= WHAT THE EXERCISE ASKS =
Please retype the data in full, exactly as given.

--- EXERCISE INPUTS Enclosed Below ---

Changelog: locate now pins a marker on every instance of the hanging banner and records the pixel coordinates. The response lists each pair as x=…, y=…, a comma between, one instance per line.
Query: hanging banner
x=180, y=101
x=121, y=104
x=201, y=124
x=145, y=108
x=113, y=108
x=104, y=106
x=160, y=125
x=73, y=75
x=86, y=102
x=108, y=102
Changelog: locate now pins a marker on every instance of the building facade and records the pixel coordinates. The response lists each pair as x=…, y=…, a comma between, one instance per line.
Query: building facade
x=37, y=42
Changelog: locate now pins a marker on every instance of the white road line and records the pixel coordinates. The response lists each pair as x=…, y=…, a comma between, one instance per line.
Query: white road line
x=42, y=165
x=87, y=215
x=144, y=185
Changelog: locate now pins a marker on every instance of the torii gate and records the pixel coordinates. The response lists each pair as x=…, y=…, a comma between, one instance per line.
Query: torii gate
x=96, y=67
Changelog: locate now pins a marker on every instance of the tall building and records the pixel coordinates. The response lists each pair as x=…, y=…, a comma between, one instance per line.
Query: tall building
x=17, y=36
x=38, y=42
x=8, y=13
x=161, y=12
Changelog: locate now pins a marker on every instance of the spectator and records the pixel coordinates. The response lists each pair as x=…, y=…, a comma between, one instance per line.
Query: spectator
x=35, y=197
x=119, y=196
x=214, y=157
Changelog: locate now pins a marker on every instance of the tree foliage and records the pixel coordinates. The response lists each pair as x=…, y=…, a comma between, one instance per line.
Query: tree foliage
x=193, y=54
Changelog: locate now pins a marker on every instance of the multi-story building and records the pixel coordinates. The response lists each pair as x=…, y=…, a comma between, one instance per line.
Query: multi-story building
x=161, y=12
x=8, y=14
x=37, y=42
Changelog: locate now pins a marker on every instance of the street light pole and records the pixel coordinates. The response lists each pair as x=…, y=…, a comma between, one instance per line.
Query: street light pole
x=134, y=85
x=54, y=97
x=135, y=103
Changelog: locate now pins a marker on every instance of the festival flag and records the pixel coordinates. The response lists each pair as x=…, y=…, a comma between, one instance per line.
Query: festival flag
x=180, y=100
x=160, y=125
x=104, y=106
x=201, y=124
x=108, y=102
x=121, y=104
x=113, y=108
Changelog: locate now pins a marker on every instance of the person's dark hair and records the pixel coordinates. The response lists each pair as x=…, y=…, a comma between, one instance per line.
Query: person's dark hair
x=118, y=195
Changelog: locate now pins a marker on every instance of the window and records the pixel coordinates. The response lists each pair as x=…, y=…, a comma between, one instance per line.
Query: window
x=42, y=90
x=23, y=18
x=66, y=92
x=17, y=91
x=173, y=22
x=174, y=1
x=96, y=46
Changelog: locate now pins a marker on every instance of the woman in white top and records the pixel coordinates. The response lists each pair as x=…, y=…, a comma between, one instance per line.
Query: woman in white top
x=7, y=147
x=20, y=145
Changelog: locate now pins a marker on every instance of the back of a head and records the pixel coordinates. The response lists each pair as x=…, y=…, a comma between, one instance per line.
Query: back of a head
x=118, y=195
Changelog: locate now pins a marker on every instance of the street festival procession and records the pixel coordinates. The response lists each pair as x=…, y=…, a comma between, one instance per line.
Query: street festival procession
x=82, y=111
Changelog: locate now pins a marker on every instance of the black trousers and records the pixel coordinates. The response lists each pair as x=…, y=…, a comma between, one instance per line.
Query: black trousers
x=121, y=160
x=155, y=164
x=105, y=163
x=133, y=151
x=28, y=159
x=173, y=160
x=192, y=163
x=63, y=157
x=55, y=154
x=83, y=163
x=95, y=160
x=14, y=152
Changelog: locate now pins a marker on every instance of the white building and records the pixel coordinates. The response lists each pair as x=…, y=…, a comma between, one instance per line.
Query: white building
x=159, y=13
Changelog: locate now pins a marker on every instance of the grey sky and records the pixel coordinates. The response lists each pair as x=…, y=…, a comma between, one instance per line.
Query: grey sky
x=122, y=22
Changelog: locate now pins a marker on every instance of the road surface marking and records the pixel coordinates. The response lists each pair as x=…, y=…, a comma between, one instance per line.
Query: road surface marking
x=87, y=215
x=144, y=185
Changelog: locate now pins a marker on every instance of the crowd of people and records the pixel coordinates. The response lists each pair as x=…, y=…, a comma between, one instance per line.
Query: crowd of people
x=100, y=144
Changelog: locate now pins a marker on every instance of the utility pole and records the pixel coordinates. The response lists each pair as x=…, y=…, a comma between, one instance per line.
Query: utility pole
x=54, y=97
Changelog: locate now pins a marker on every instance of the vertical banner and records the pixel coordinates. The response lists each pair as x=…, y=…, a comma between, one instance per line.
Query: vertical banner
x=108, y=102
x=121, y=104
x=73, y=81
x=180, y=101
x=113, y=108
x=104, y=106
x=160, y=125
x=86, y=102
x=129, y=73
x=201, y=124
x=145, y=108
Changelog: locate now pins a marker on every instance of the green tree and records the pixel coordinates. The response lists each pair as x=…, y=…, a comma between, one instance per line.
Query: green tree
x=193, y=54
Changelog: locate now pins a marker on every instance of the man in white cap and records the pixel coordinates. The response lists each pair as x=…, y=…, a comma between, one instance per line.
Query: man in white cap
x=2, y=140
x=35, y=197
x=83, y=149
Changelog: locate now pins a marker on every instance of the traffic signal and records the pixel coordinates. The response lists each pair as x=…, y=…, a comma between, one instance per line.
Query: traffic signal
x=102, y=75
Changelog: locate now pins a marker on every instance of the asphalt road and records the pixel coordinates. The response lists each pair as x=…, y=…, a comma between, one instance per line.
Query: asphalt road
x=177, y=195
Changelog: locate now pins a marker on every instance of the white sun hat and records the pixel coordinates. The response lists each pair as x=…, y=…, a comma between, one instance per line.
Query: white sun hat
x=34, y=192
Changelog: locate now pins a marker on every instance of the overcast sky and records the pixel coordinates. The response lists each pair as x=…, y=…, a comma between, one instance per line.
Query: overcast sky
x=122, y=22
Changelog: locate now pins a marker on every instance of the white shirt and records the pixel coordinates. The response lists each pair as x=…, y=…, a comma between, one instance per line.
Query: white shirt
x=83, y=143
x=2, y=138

--- End of Enclosed EXERCISE INPUTS ---

= RESPONSE TO THE TASK =
Changelog: locate now pins a marker on every instance of the hanging banner and records the pixel coordinates. The response lists each pair as x=…, y=…, a comma between, one instance per line.
Query: hanging banner
x=180, y=101
x=121, y=104
x=201, y=124
x=145, y=108
x=113, y=108
x=104, y=106
x=160, y=125
x=73, y=75
x=86, y=102
x=108, y=102
Changelog: locate now pins a marker on every instance of the building facade and records the pixel coordinates. The response lists each pair as x=…, y=…, a comma between, one instance per line.
Query: building facade
x=37, y=42
Changelog: locate now pins a marker on every instance of the white road line and records the pixel coordinates. The response lists each pair as x=…, y=…, a comma between, one instance per line.
Query: white road line
x=42, y=165
x=87, y=215
x=144, y=185
Changelog: locate now pins a marker on every instance of the torii gate and records the pixel coordinates. The response lists each pair as x=…, y=…, a comma between, one instance per line.
Query: torii gate
x=96, y=67
Changelog: locate now pins a marker on every instance of the tall building and records the pixel coordinates. The response lists each pair as x=…, y=…, a comma between, one instance per line.
Query: tall building
x=17, y=36
x=38, y=42
x=8, y=13
x=161, y=12
Changelog: locate now pins a marker on every instance of the spectator and records the pixel coordinates. The response lists each pair as x=…, y=…, a comma between, one instance per line.
Query: spectator
x=35, y=197
x=119, y=196
x=214, y=157
Changelog: locate now pins a marker on every instance of the tree foliage and records the pixel coordinates. The response lists each pair as x=…, y=…, a comma between, one instance per line.
Query: tree foliage
x=193, y=54
Changelog: locate now pins a marker on every instance of the multi-story building and records the pixel coordinates. The response lists each pair as x=…, y=…, a comma between, one instance per line.
Query: multi-story building
x=161, y=12
x=8, y=14
x=37, y=42
Changelog: locate now pins a marker on every instance of the street light pole and records the pixel coordinates. The response lists each pair as x=…, y=…, a comma between, one instance per line.
Query: street light pole
x=134, y=85
x=54, y=97
x=135, y=103
Changelog: locate now pins a marker on every instance of the festival flag and records the pixel coordinates. The response lists each pair as x=…, y=…, a comma between, one instance per line.
Query: festival flag
x=180, y=100
x=160, y=125
x=104, y=106
x=201, y=124
x=108, y=102
x=121, y=104
x=113, y=108
Changelog: locate now pins a marker on every instance of the person's dark hair and records the pixel coordinates. The response lists each pair as x=…, y=…, a comma between, one instance per line.
Query: person's dark hair
x=118, y=195
Changelog: locate now pins a marker on every instance of the window and records the pixel coordinates. The response lists each pair as x=…, y=…, a comma between, one instance per line.
Query: window
x=42, y=90
x=23, y=18
x=66, y=92
x=17, y=91
x=173, y=22
x=174, y=1
x=96, y=46
Changelog: locate now pins a marker on every instance of the woman in white top and records the pixel coordinates. The response lists each pair as x=…, y=…, a comma between, one instance per line.
Query: woman in white top
x=7, y=147
x=20, y=145
Changelog: locate now pins a marker on every instance of the back of a head and records the pixel coordinates. The response lists each pair as x=…, y=…, a comma between, one instance per line.
Query: back of a head
x=118, y=195
Changelog: locate now pins a marker on every instance of the street festival procession and records the pixel coordinates. The response lists each pair as x=…, y=…, a comma between, one instance per line.
Query: street festival procession
x=82, y=111
Changelog: locate now pins a marker on every instance of the black trousers and records the pixel coordinates. The response lists each pair as x=…, y=…, a comma between, one instance per line.
Query: black trousers
x=121, y=160
x=155, y=164
x=105, y=163
x=133, y=151
x=28, y=159
x=173, y=160
x=192, y=163
x=63, y=157
x=55, y=154
x=83, y=163
x=95, y=160
x=14, y=152
Changelog: locate now pins a marker on every instance of the white building and records the pixel coordinates. The response lists each pair as x=…, y=…, a comma between, one instance per line.
Query: white building
x=159, y=13
Changelog: locate now pins a marker on every instance of the grey sky and records the pixel coordinates. The response lists each pair as x=…, y=…, a comma between, one instance per line.
Query: grey sky
x=122, y=22
Changelog: locate now pins a marker on every instance of the road surface marking and records the pixel coordinates. The response lists each pair as x=…, y=…, a comma between, one instance per line.
Query: road surface marking
x=87, y=215
x=144, y=185
Changelog: locate now pins a marker on every instance of the crowd of people and records the pixel coordinates. The response lists each pair as x=…, y=…, a comma between, one instance per line.
Query: crowd of people
x=100, y=144
Changelog: locate now pins a marker on every instance of the utility pole and records the pixel coordinates. The response lists each pair as x=…, y=…, a comma between, one instance per line.
Query: utility pole
x=54, y=97
Changelog: locate now pins a marker on every instance of the vertical banner and records the pixel coordinates. The response lists each pair as x=…, y=…, a comma between, one instance per line.
Query: vertical banner
x=108, y=102
x=121, y=104
x=73, y=81
x=180, y=101
x=113, y=108
x=104, y=106
x=160, y=125
x=86, y=102
x=129, y=73
x=201, y=124
x=145, y=108
Changelog: locate now pins a marker on every instance of the green tree and records the pixel coordinates. The response lists each pair as x=…, y=…, a comma between, one instance per line.
Query: green tree
x=193, y=54
Changelog: locate now pins a marker on every instance of the man in white cap and records the pixel coordinates. The response lists each pair as x=…, y=…, a comma between, one instance per line.
Query: man in white cap
x=2, y=140
x=35, y=197
x=83, y=149
Changelog: locate now pins a marker on every instance of the traffic signal and records the pixel coordinates. The response lists each pair as x=…, y=…, a comma between, one instance per line.
Query: traffic signal
x=102, y=75
Changelog: locate now pins a marker on every instance of the asphalt road and records the pixel coordinates. The response lists each pair as x=…, y=…, a comma between, one instance per line.
Query: asphalt road
x=177, y=195
Changelog: locate now pins a marker on every instance of the white sun hat and records the pixel coordinates. The response lists each pair as x=…, y=…, a comma between, one instance per line.
Query: white sun hat
x=34, y=192
Changelog: locate now pins a marker on every instance of the overcast sky and records the pixel coordinates. The response lists each pair as x=…, y=…, a comma between, one instance per line.
Query: overcast sky
x=122, y=22
Changelog: locate now pins a marker on every instance of the white shirt and records the pixel coordinates. The response lists each pair as x=…, y=…, a comma between, one instance per line.
Query: white shirt
x=83, y=143
x=2, y=138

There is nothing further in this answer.